**PROBLEM STATEMENT:** Sort through the listing below and keep each line with the word "snow". Copy those.

**DATA PROVIDED:**

-*-*-

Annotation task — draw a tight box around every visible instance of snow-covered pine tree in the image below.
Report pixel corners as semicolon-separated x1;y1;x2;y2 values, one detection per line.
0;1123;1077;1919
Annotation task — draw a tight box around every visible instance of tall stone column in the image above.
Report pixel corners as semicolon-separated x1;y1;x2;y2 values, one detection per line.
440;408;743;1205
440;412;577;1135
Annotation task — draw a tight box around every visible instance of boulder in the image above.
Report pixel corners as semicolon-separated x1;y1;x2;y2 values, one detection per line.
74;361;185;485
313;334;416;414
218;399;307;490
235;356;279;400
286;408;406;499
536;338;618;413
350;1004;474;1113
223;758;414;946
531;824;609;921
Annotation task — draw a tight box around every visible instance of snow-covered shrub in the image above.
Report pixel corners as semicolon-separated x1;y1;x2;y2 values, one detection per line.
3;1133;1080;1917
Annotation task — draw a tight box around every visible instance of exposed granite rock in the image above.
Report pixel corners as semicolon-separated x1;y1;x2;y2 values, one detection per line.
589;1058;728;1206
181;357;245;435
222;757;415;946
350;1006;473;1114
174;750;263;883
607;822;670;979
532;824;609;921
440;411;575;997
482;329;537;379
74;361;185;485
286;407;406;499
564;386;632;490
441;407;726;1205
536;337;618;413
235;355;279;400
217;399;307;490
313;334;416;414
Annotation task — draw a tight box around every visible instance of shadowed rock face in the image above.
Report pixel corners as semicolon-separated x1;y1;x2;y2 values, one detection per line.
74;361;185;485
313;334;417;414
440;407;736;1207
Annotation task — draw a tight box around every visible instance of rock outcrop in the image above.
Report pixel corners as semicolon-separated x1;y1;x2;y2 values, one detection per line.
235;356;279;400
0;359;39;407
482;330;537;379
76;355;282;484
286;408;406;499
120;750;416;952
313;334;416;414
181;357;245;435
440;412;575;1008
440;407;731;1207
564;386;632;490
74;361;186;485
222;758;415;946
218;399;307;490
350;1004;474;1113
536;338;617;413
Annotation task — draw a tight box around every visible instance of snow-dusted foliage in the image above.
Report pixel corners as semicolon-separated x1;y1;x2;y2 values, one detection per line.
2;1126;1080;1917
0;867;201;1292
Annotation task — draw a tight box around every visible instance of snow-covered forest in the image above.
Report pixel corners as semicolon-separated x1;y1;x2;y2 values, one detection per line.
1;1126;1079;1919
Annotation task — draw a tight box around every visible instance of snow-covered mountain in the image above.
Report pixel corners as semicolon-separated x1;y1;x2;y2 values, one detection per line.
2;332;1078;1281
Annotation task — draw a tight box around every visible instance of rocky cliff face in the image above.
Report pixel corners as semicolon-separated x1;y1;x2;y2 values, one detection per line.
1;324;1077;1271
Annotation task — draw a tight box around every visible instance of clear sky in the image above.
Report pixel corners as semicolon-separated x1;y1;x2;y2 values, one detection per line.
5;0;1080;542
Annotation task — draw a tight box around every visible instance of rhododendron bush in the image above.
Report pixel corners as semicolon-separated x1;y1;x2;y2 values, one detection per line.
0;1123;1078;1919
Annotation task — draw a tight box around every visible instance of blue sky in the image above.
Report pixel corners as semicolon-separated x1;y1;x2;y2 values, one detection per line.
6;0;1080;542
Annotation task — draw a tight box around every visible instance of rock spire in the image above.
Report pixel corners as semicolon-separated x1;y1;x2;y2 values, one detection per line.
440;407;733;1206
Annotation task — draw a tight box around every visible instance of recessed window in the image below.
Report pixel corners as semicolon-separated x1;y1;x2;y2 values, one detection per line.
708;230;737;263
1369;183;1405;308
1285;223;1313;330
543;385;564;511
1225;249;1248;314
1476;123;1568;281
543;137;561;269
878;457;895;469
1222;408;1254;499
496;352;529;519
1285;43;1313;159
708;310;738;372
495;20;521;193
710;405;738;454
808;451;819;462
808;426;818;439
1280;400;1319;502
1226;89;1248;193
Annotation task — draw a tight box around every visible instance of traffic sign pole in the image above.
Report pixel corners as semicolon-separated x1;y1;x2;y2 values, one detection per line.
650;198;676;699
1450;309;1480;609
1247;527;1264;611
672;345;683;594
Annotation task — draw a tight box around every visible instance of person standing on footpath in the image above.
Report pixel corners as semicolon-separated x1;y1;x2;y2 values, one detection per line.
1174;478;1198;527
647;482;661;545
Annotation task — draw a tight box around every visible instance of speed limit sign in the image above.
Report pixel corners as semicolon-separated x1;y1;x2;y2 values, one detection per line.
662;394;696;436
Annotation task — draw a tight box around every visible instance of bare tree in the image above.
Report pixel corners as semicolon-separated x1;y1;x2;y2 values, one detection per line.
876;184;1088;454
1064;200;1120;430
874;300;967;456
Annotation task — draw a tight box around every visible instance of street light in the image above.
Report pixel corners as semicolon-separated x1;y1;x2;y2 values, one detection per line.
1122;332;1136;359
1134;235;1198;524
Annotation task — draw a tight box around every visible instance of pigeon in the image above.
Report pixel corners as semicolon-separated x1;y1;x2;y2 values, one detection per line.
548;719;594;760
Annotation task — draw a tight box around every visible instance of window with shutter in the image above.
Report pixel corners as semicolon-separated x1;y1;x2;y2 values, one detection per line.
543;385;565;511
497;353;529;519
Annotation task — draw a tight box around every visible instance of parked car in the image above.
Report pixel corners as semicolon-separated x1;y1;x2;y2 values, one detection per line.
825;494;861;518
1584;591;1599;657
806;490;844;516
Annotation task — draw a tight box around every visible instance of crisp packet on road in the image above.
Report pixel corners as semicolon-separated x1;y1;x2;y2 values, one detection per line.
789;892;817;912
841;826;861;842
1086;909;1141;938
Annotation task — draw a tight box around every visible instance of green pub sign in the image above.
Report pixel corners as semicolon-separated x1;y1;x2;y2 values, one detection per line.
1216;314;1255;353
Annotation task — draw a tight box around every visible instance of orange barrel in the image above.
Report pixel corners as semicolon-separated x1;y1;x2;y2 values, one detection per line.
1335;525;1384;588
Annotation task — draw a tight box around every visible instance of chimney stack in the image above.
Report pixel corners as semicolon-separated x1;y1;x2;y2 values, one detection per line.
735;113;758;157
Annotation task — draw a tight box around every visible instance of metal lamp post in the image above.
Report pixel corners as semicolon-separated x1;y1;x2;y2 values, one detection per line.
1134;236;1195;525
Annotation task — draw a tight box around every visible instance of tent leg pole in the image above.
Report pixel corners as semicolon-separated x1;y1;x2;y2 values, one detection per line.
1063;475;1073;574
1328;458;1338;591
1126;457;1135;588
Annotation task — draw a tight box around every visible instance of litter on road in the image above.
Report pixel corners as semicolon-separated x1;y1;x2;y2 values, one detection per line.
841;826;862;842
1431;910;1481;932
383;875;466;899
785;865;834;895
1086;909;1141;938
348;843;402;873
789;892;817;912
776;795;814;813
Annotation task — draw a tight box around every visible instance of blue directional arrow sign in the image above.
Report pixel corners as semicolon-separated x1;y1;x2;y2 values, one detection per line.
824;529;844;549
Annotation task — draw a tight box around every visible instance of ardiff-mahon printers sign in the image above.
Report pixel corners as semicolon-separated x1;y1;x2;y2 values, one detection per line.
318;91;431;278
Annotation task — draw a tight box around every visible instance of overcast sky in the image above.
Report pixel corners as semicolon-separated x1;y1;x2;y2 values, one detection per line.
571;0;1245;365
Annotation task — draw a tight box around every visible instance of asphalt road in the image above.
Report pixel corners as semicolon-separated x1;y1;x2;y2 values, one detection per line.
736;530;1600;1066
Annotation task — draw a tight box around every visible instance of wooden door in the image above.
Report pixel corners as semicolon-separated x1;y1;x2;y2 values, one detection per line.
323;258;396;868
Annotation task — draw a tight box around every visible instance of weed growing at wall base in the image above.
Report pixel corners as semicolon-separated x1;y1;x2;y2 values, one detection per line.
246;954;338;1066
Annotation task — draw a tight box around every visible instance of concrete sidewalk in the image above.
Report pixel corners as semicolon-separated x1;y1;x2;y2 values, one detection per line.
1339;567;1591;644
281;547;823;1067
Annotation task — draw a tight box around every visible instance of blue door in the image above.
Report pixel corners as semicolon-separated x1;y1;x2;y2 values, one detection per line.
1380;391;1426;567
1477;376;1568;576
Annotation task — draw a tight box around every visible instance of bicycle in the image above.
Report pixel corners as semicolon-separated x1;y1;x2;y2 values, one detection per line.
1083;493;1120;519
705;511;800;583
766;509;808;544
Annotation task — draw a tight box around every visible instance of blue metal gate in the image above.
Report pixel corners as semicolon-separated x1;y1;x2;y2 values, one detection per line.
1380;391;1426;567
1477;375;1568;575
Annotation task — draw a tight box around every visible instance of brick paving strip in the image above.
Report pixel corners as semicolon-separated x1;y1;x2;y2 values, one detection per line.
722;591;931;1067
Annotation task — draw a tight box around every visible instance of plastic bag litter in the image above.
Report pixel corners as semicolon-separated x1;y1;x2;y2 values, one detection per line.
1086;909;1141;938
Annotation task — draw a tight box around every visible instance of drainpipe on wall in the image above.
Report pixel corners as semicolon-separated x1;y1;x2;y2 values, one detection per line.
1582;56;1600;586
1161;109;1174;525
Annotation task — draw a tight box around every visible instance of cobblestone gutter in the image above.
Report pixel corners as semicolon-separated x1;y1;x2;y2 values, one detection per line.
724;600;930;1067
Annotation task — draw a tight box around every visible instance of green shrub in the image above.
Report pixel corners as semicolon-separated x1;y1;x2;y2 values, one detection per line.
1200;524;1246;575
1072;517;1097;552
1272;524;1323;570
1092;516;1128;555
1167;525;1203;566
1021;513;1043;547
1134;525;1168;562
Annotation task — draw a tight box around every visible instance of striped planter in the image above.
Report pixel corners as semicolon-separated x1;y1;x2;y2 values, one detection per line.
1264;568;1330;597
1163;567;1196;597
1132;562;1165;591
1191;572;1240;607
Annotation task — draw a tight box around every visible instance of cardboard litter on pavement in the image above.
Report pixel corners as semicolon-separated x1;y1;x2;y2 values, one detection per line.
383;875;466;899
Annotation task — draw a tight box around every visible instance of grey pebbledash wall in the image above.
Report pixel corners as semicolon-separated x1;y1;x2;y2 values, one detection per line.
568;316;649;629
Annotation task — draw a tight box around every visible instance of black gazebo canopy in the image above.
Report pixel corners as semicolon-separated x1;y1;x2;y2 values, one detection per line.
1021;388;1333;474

-*-*-

**REPLY:**
Annotation task — draw a tight box around every visible instance of snow-covered pine tree in the image below.
Annotation task — draw a tight box around every visible instance of snow-covered shrub in the image above.
Annotation task — draw a tight box around every visible instance of snow-dusted foliage in the image above.
Annotation task — draw a tight box around every visible instance of snow-covered forest in the image above.
Annotation task — draw a tight box around every visible instance of snow-covered mountain in the image above.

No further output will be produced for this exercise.